Coming from indigenous origins, Lewis has been interested throughout his life in the contributions that his culture can make to mainstream society.  He grew up on the Kentucky-Tennessee border in the United States, a rural area where, even today, 60% of families have household incomes less than $10,000 per year.  What these people do have, however, is a culture rich in story and in healing traditions.  When he entered Stanford University School of Medicine in California, in 1973, Lewis realized that his culture had much to offer mainstream society – through its understanding of the power of story and through its understanding of healing and transformation.  Training.  After graduation from medical school, Lewis completed training programs in family medicine and in psychiatry at the University of Vermont College of Medicine.  He is American Board Certified in these specialties (with added qualifications in geriatrics) and has taught at several U.S. medical schools, including the University of Arizona and the University of Pittsburgh.  His recent work includes being an Associate Professor of Family Medicine and Psychiatry at the University of Saskatchewan College of Medicine in Canada and Director of the Psychopharmacology Program at Argosy University Hawai'i, where he was Associate Professor of Psychology.

 

Training:

 

He received a Ph.D. in clinical psychology from the Psychological Studies Institute in Palo Alto in 1980 and a Master’s of Philosophy in Narrative Practices from Massey University in 2007.

→ Provided data:
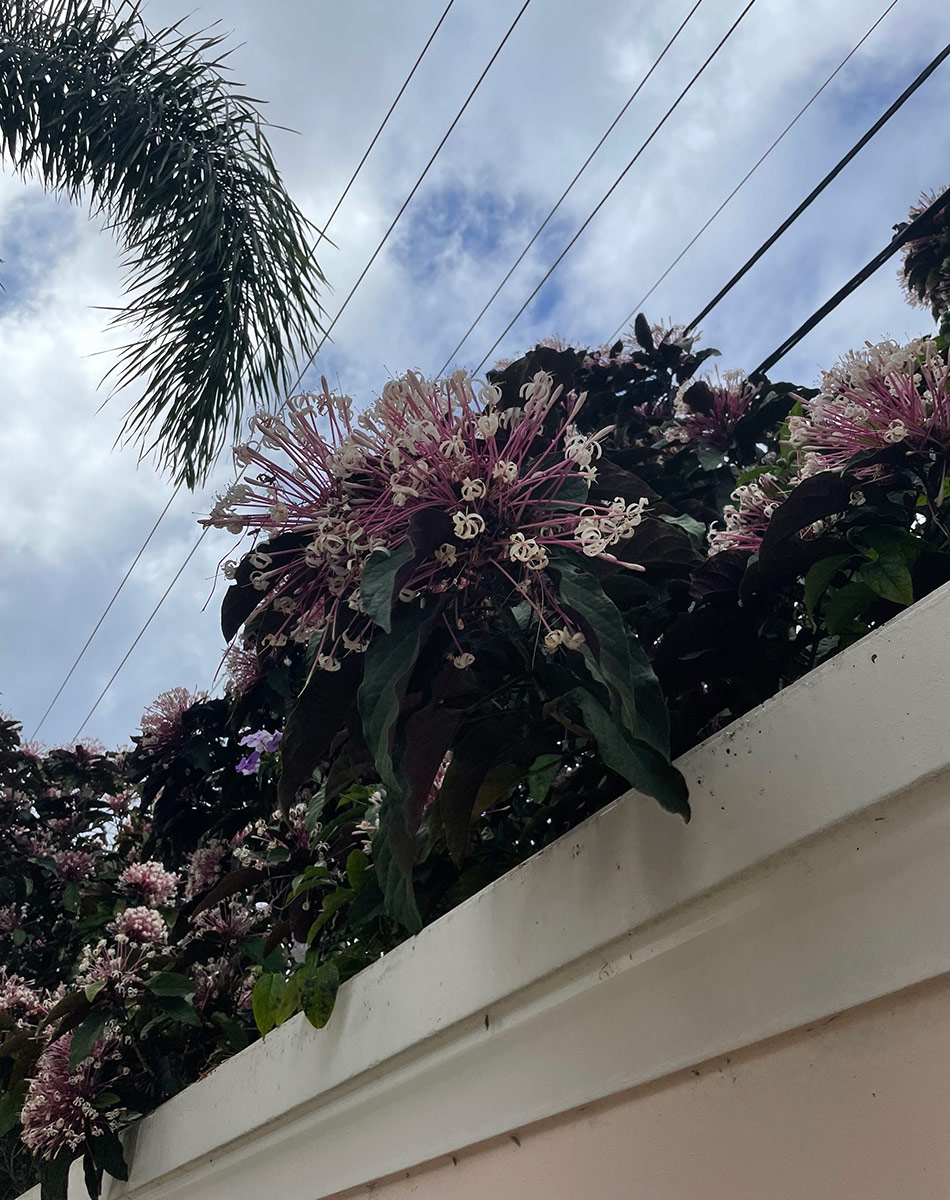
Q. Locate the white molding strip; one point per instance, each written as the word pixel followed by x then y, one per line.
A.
pixel 807 882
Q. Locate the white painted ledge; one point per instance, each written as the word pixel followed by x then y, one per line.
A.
pixel 810 880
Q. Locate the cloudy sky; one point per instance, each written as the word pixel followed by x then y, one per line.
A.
pixel 76 510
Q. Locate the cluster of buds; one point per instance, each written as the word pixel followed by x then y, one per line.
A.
pixel 882 396
pixel 506 485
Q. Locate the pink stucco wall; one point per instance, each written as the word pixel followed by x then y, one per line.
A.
pixel 853 1108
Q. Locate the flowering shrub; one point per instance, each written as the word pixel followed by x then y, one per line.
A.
pixel 468 618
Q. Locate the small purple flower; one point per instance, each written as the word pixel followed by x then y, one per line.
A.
pixel 250 765
pixel 263 741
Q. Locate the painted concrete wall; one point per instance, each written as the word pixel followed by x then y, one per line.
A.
pixel 855 1107
pixel 572 1001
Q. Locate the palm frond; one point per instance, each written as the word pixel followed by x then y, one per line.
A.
pixel 220 283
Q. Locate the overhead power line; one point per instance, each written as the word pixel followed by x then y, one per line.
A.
pixel 817 191
pixel 615 184
pixel 570 187
pixel 383 125
pixel 322 234
pixel 329 329
pixel 917 228
pixel 744 180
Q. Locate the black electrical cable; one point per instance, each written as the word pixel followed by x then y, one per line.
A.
pixel 744 180
pixel 917 228
pixel 817 191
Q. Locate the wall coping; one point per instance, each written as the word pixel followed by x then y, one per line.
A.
pixel 631 947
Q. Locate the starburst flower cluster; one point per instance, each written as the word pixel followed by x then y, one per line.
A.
pixel 73 865
pixel 161 721
pixel 60 1111
pixel 205 867
pixel 503 489
pixel 746 521
pixel 881 396
pixel 20 1000
pixel 142 925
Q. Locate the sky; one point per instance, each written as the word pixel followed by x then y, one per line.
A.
pixel 77 508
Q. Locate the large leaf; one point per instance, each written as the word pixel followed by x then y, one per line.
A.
pixel 639 763
pixel 388 665
pixel 815 498
pixel 265 1000
pixel 819 577
pixel 613 653
pixel 85 1037
pixel 54 1174
pixel 472 760
pixel 11 1102
pixel 107 1152
pixel 888 573
pixel 318 990
pixel 378 583
pixel 313 724
pixel 395 881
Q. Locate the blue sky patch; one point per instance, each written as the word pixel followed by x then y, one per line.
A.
pixel 36 232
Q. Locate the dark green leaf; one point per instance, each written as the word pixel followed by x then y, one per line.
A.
pixel 11 1102
pixel 845 605
pixel 168 983
pixel 696 529
pixel 179 1009
pixel 386 669
pixel 92 1176
pixel 334 903
pixel 358 865
pixel 819 577
pixel 395 880
pixel 378 583
pixel 54 1174
pixel 614 655
pixel 542 773
pixel 318 991
pixel 472 759
pixel 889 577
pixel 107 1151
pixel 639 763
pixel 313 724
pixel 265 999
pixel 85 1037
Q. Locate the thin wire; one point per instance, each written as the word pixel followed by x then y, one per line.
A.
pixel 385 121
pixel 139 635
pixel 415 189
pixel 744 180
pixel 917 228
pixel 569 187
pixel 106 612
pixel 329 330
pixel 615 184
pixel 817 191
pixel 322 234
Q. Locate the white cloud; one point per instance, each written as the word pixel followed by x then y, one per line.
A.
pixel 76 511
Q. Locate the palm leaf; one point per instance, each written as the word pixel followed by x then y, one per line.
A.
pixel 220 282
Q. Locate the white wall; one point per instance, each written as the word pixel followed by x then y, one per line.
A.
pixel 813 877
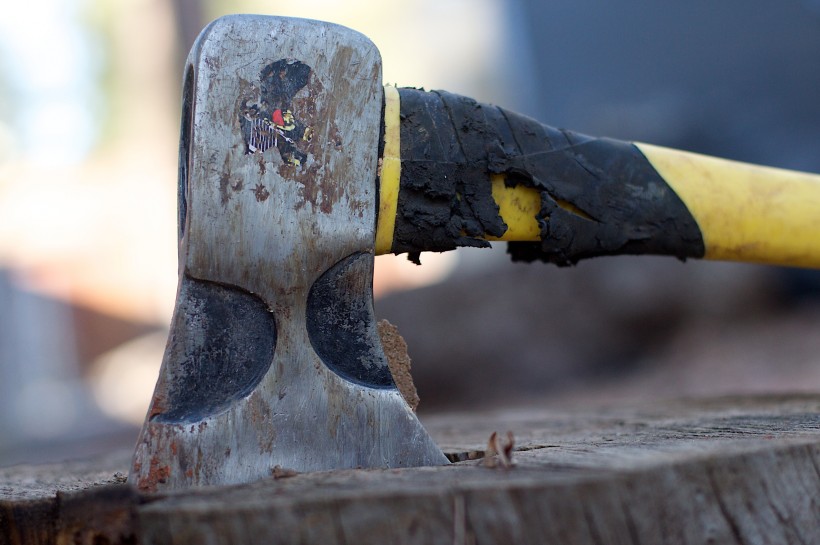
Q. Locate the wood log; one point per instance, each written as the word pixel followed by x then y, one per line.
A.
pixel 729 470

→ Questions to answer:
1. According to the passage on Lewis, where did he complete his training in family medicine and psychiatry?
2. Repeat the part of the passage on Lewis between "He received a" and "University in 2007.", inclusive.

→ Solutions by task:
1. At the University of Vermont College of Medicine.

2.
He received a Ph.D. in clinical psychology from the Psychological Studies Institute in Palo Alto in 1980 and a Master’s of Philosophy in Narrative Practices from Massey University in 2007.